QUOTED PASSAGE >>
==========
Barclays Africa Returns to Absa Roots as Lender Revamps Strategy

Barclays Africa Group Ltd. is going back to its roots.

The Johannesburg-based bank plans to revert back to the Absa Group Ltd. name, as it was known before Barclays Plc took control of the company in 2005.

With the British bank’s stake now reduced to 14.9 percent, Barclays Africa is also embarking on a plan to double in size and capture at least 12 percent of banking revenues across the continent.

“We will stretch ourselves to develop the platform for double-digit growth and build momentum to accelerate delivery,” Chief Executive Officer Maria Ramos said on a conference call on Thursday. “

This is a critical period in which we will need to complete our separation from Plc, build and scale new capabilities, and rebuild our organizational and cultural foundations to capture growth.”

The lender, which has operations in 12 African countries, is forging its own path after Barclays Chief Executive Officer Jes Staley opted to reduce the British bank’s presence on the continent in favor of a trimmed-down investment bank focused on London and New York.

With the split on track, Ramos, 59, said she will consider appropriate acquisitions to support the company’s growth plan, explore strategic partnerships and new markets, and use technology so the lender’s operations become fully digitized.

While Barclays Africa hasn’t set timelines for reaching the goals, it will seek to support the new strategy by:

  • Creating a consumer-finance business across Africa to fill a “rapidly growing need,” Ramos said. “We’re going to target this opportunity with our core middle and affluent customers and fully expect to grow our base here.”
  • Building a payments hub. “Payments is a highly profitable area and is growing at 8 percent annually. Our payments hub needs to be simple and intuitive and work on a single platform across the continent. It also needs to be affordable.”
==========
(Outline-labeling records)
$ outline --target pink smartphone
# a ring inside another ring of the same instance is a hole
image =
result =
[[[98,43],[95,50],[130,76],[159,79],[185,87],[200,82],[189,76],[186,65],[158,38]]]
==========
YOUR TASKS >>
1: Write out the part of the Barclays Africa article that begins at the words "The Johannesburg-based bank plans to" and stops after "revenues across the continent.".
2: Output the records as a Markdown table with the columns Row and Line, numbering each line and omitting blank lines.

FULL SOLUTIONS >>
1:
The Johannesburg-based bank plans to revert back to the Absa Group Ltd. name, as it was known before Barclays Plc took control of the company in 2005.

With the British bank’s stake now reduced to 14.9 percent, Barclays Africa is also embarking on a plan to double in size and capture at least 12 percent of banking revenues across the continent.

2:
| Row | Line |
|---|---|
| 1 | $ outline --target pink smartphone |
| 2 | # a ring inside another ring of the same instance is a hole |
| 3 | image = |
| 4 | result = |
| 5 | [[[98,43],[95,50],[130,76],[159,79],[185,87],[200,82],[189,76],[186,65],[158,38]]] |